Task statement: Repeat the data precisely as given.
(Beginning of Supplied material)
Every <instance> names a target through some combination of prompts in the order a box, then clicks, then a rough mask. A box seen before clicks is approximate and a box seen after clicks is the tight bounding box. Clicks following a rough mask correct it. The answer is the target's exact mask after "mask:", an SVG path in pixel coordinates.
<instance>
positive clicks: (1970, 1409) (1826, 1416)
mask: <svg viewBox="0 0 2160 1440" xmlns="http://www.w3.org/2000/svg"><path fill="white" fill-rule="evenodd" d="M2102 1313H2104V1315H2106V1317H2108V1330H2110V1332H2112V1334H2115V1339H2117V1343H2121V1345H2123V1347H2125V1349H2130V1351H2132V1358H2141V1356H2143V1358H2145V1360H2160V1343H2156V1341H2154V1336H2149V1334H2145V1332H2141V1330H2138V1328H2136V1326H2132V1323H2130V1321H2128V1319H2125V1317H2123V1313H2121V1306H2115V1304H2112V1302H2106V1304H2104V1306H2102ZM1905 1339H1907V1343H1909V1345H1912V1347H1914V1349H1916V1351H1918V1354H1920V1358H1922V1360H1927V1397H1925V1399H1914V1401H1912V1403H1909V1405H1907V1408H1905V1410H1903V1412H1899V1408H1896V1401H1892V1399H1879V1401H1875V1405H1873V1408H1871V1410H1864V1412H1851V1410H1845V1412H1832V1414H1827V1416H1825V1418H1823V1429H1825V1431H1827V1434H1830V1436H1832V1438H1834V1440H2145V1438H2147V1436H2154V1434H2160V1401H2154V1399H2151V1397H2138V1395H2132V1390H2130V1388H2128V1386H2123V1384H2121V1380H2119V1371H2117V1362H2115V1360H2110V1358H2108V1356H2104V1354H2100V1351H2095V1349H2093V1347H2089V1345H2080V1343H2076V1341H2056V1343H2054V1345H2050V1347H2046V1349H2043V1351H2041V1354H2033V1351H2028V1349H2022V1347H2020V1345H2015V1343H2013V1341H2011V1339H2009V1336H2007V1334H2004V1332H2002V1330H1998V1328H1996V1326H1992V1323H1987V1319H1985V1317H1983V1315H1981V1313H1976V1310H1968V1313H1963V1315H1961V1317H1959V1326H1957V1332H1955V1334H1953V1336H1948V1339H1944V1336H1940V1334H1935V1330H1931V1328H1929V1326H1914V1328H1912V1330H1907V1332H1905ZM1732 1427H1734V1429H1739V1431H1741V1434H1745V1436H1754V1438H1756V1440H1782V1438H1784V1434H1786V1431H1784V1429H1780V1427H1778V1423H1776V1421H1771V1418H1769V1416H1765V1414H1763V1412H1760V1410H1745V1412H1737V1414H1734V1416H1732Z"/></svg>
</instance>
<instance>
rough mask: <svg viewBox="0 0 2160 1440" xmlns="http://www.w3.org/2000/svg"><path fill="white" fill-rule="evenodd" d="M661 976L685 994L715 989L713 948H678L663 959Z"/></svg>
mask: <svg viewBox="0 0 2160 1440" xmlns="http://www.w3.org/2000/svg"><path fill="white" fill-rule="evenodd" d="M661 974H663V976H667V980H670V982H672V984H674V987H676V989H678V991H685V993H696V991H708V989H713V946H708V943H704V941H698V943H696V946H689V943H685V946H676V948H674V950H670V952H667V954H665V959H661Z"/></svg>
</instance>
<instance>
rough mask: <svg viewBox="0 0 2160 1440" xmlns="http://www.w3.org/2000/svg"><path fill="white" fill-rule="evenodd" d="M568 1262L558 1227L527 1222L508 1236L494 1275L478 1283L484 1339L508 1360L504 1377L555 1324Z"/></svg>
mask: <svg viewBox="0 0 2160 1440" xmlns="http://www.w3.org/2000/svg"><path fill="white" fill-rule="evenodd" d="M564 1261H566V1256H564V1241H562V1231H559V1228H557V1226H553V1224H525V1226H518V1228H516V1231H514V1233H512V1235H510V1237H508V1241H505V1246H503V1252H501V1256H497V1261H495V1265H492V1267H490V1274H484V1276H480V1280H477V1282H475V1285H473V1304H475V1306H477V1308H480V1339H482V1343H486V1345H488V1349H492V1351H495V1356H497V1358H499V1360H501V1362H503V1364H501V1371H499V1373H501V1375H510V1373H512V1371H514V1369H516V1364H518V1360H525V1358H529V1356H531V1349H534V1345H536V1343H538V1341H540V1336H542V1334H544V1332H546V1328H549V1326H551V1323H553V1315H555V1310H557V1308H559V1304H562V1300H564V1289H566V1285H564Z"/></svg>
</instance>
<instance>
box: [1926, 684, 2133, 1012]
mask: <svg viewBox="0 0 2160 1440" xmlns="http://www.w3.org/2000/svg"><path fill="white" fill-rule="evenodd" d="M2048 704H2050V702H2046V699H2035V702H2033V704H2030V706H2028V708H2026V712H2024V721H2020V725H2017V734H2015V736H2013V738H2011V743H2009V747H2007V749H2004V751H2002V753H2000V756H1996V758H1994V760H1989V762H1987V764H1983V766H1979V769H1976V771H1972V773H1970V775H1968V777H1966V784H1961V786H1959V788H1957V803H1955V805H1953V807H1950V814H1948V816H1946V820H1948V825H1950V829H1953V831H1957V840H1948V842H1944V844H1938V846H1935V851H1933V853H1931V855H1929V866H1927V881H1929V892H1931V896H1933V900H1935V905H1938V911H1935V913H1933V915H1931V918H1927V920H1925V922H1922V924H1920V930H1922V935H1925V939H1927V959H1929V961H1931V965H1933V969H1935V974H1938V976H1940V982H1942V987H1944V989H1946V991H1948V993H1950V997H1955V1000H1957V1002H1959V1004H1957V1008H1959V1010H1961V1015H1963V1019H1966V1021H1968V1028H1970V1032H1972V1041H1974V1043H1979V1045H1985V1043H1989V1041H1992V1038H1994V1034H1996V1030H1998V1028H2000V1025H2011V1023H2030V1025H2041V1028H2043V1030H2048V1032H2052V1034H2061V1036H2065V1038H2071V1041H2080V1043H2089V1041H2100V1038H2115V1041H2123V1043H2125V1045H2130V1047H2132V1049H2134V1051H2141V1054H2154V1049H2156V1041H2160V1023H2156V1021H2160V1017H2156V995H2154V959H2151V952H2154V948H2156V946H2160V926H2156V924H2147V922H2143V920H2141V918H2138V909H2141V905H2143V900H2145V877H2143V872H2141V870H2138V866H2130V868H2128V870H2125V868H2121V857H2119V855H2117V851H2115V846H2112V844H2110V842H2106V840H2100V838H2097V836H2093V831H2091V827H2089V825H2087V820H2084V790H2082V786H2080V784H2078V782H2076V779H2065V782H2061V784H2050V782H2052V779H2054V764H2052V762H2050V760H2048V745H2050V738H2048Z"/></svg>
(End of Supplied material)
Written response:
Every <instance> names a target through some combination of prompts in the order a box, then clicks, then a rough mask. A box seen before clicks is approximate and a box seen after clicks is the tight bounding box. Clicks following a rough mask correct it. The answer is the target's exact mask after "mask:", an SVG path in pixel coordinates.
<instance>
positive clicks: (1970, 1409) (1826, 1416)
mask: <svg viewBox="0 0 2160 1440" xmlns="http://www.w3.org/2000/svg"><path fill="white" fill-rule="evenodd" d="M2102 1313H2104V1315H2106V1317H2108V1330H2110V1332H2112V1334H2115V1339H2117V1343H2121V1345H2123V1347H2125V1349H2130V1351H2132V1358H2141V1356H2143V1358H2145V1360H2160V1343H2156V1341H2154V1336H2149V1334H2145V1332H2141V1330H2138V1328H2136V1326H2132V1323H2130V1321H2128V1319H2125V1317H2123V1313H2121V1306H2115V1304H2112V1302H2106V1304H2104V1306H2102ZM1905 1339H1907V1343H1909V1345H1912V1347H1914V1349H1916V1351H1918V1354H1920V1358H1922V1360H1927V1397H1925V1399H1914V1401H1912V1403H1909V1405H1907V1408H1905V1410H1903V1412H1899V1408H1896V1401H1892V1399H1879V1401H1875V1405H1873V1408H1871V1410H1864V1412H1851V1410H1845V1412H1832V1414H1827V1416H1825V1418H1823V1429H1825V1431H1827V1434H1830V1436H1832V1438H1834V1440H2145V1438H2147V1436H2154V1434H2160V1401H2154V1399H2151V1397H2138V1395H2132V1390H2130V1388H2128V1386H2123V1384H2121V1380H2119V1371H2117V1362H2115V1360H2110V1358H2108V1356H2104V1354H2100V1351H2095V1349H2093V1347H2089V1345H2080V1343H2076V1341H2056V1343H2054V1345H2050V1347H2046V1349H2043V1351H2041V1354H2033V1351H2028V1349H2022V1347H2020V1345H2015V1343H2013V1341H2011V1339H2009V1336H2007V1334H2004V1332H2002V1330H1998V1328H1996V1326H1992V1323H1987V1319H1985V1317H1983V1315H1981V1313H1976V1310H1968V1313H1963V1315H1961V1317H1959V1326H1957V1332H1955V1334H1953V1336H1948V1339H1944V1336H1940V1334H1935V1330H1931V1328H1929V1326H1914V1328H1912V1330H1907V1332H1905ZM1732 1427H1734V1429H1739V1431H1741V1434H1745V1436H1754V1438H1756V1440H1782V1438H1784V1434H1786V1431H1784V1429H1780V1427H1778V1423H1776V1421H1771V1418H1769V1416H1765V1414H1763V1412H1760V1410H1745V1412H1737V1414H1734V1416H1732Z"/></svg>
</instance>
<instance>
rough mask: <svg viewBox="0 0 2160 1440" xmlns="http://www.w3.org/2000/svg"><path fill="white" fill-rule="evenodd" d="M661 976L685 994L715 989L713 948H678L663 959Z"/></svg>
mask: <svg viewBox="0 0 2160 1440" xmlns="http://www.w3.org/2000/svg"><path fill="white" fill-rule="evenodd" d="M661 974H663V976H667V980H670V982H672V984H674V987H676V989H678V991H685V993H696V991H708V989H713V946H708V943H704V941H698V943H696V946H689V943H685V946H676V948H674V950H670V952H667V954H665V959H661Z"/></svg>
</instance>
<instance>
rough mask: <svg viewBox="0 0 2160 1440" xmlns="http://www.w3.org/2000/svg"><path fill="white" fill-rule="evenodd" d="M568 1262L558 1227L527 1222L508 1236L494 1275L478 1283L484 1339L508 1360L504 1377L555 1324Z"/></svg>
mask: <svg viewBox="0 0 2160 1440" xmlns="http://www.w3.org/2000/svg"><path fill="white" fill-rule="evenodd" d="M564 1261H566V1256H564V1241H562V1231H559V1228H557V1226H553V1224H525V1226H518V1228H516V1231H514V1233H512V1235H510V1237H508V1241H505V1246H503V1252H501V1256H497V1261H495V1265H492V1267H490V1274H484V1276H480V1280H477V1282H475V1285H473V1304H475V1306H477V1308H480V1339H482V1343H486V1345H488V1349H492V1351H495V1356H497V1358H499V1360H501V1362H503V1364H501V1371H499V1373H501V1375H510V1373H512V1371H514V1369H516V1364H518V1360H525V1358H529V1356H531V1349H534V1345H536V1343H538V1341H540V1336H542V1334H544V1332H546V1328H549V1326H551V1323H553V1315H555V1310H557V1308H559V1304H562V1300H564V1289H566V1285H564Z"/></svg>
</instance>
<instance>
box: [1926, 684, 2133, 1012]
mask: <svg viewBox="0 0 2160 1440" xmlns="http://www.w3.org/2000/svg"><path fill="white" fill-rule="evenodd" d="M2048 704H2050V702H2046V699H2035V702H2033V704H2030V706H2028V708H2026V712H2024V721H2020V725H2017V734H2015V736H2013V738H2011V743H2009V747H2007V749H2004V751H2002V753H2000V756H1996V758H1994V760H1989V762H1987V764H1983V766H1979V769H1976V771H1972V773H1970V775H1968V777H1966V784H1961V786H1959V788H1957V803H1955V805H1953V807H1950V814H1948V816H1946V820H1948V825H1950V829H1953V831H1957V840H1948V842H1944V844H1938V846H1935V851H1933V853H1931V855H1929V866H1927V881H1929V892H1931V896H1933V900H1935V905H1938V911H1935V913H1933V915H1931V918H1927V920H1925V922H1922V924H1920V930H1922V935H1925V939H1927V959H1929V961H1931V965H1933V969H1935V974H1938V976H1940V982H1942V987H1944V989H1946V991H1948V993H1950V997H1955V1000H1957V1002H1959V1004H1957V1008H1959V1010H1961V1015H1963V1019H1966V1021H1968V1028H1970V1032H1972V1041H1974V1043H1979V1045H1985V1043H1989V1041H1992V1038H1994V1034H1996V1030H1998V1028H2000V1025H2011V1023H2030V1025H2041V1028H2043V1030H2048V1032H2052V1034H2061V1036H2065V1038H2071V1041H2080V1043H2089V1041H2100V1038H2115V1041H2123V1043H2125V1045H2130V1047H2132V1049H2134V1051H2141V1054H2154V1049H2156V1041H2160V1023H2156V1021H2160V1017H2156V995H2154V959H2151V952H2154V948H2156V946H2160V926H2156V924H2147V922H2143V920H2141V918H2138V909H2141V905H2143V900H2145V877H2143V872H2141V870H2138V866H2130V868H2128V870H2125V868H2121V857H2119V855H2117V851H2115V846H2112V844H2110V842H2106V840H2100V838H2097V836H2093V831H2091V827H2089V825H2087V820H2084V790H2082V786H2080V784H2078V782H2076V779H2065V782H2061V784H2050V782H2052V779H2054V764H2052V762H2050V760H2048V745H2050V738H2048Z"/></svg>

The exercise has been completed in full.